***** Rows

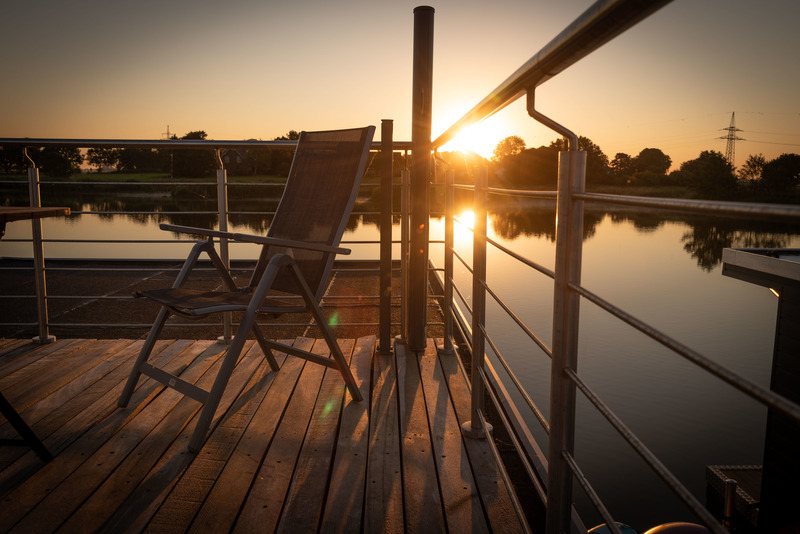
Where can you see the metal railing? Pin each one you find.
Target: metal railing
(602, 22)
(553, 473)
(383, 151)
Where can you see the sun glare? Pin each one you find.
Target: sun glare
(481, 138)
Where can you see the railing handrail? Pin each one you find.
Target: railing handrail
(599, 24)
(167, 143)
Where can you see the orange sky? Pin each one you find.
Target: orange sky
(253, 69)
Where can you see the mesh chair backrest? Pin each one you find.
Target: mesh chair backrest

**********

Reproduce every line of the material, requests included but pictures omitted, and shift each pinned point by adding 38 to both of its coordinates.

Where can you see the metal railing? Pin each one you find.
Target: metal railing
(640, 60)
(591, 511)
(421, 189)
Where can you see the sun glare? Pin each one you find.
Target: sun glare
(519, 176)
Where can you see the railing handrail? Pin each one you find.
Target: railing handrail
(637, 62)
(205, 181)
Where can you see the orange sky? Pin each one you find.
Target: orange sky
(291, 107)
Where can you see the mesh chair backrest? Pin each one you find.
Target: mesh chair backrest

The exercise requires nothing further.